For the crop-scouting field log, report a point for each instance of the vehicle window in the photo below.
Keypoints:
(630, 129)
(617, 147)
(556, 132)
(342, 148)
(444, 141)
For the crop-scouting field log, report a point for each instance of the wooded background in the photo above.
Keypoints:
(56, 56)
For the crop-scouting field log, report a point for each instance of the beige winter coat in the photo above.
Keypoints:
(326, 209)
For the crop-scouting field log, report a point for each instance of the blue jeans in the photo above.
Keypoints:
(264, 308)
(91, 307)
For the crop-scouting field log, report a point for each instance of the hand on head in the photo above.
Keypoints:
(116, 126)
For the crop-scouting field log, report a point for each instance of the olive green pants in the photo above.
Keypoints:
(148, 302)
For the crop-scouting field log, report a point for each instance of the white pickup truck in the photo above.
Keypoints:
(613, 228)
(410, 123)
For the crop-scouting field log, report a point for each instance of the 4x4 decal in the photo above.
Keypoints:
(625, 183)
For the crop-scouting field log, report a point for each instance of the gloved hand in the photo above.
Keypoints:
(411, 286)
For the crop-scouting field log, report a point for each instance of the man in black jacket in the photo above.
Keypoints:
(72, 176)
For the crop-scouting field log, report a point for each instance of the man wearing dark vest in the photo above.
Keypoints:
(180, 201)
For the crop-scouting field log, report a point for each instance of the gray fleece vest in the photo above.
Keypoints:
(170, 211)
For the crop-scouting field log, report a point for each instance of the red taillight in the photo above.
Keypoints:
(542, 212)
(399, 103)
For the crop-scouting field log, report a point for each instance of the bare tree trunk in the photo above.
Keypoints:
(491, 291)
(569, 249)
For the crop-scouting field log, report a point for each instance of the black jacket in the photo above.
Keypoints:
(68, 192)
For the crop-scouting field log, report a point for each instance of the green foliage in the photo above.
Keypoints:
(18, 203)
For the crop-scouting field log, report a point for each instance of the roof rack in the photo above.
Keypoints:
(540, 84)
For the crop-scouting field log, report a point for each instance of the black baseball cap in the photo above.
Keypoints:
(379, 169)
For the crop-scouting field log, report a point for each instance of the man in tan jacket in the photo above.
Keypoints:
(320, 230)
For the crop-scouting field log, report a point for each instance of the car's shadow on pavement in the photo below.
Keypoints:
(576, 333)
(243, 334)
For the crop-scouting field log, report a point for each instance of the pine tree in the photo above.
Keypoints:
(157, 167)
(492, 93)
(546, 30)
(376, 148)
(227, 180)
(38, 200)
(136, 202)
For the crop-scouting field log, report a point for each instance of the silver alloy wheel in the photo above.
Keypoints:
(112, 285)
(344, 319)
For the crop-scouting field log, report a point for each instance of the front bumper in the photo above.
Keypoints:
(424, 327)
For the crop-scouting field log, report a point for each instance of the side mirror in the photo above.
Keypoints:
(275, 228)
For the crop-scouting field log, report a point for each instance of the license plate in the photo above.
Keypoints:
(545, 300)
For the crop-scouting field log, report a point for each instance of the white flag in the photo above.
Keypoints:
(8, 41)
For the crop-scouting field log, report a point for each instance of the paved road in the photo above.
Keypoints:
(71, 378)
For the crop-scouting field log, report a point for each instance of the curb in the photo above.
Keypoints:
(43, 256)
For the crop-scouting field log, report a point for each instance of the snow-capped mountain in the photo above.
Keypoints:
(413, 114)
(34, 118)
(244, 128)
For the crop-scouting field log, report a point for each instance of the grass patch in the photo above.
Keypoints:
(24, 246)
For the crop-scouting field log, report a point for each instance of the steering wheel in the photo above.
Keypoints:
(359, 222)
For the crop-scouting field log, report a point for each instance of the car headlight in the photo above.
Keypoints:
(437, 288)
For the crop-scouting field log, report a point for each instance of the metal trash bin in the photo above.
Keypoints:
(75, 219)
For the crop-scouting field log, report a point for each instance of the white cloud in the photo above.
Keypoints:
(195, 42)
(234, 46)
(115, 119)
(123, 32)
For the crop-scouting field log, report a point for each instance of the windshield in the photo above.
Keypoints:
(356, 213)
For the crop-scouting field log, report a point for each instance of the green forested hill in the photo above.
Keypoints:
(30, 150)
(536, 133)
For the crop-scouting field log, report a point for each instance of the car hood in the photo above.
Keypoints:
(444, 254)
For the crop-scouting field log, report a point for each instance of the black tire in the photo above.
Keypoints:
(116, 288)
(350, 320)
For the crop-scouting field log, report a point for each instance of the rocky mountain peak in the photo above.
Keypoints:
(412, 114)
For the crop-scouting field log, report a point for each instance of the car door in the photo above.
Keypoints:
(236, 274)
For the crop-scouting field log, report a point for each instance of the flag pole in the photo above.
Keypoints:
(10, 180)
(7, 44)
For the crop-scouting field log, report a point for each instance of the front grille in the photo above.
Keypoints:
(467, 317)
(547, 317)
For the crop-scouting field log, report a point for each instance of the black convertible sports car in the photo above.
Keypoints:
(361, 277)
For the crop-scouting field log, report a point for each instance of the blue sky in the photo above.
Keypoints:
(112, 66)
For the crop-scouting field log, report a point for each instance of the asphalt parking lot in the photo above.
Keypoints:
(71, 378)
##############################
## WHAT IS BEING ASKED
From the records above, pick out and copy each line holding the word "tree".

## ANSWER TO THIS PROBLEM
For the crop-scouting field log, report a point for each instance of the bare tree trunk in the photo above.
For the crop-scouting field log, report a point for each instance of the pine tree in the photo above.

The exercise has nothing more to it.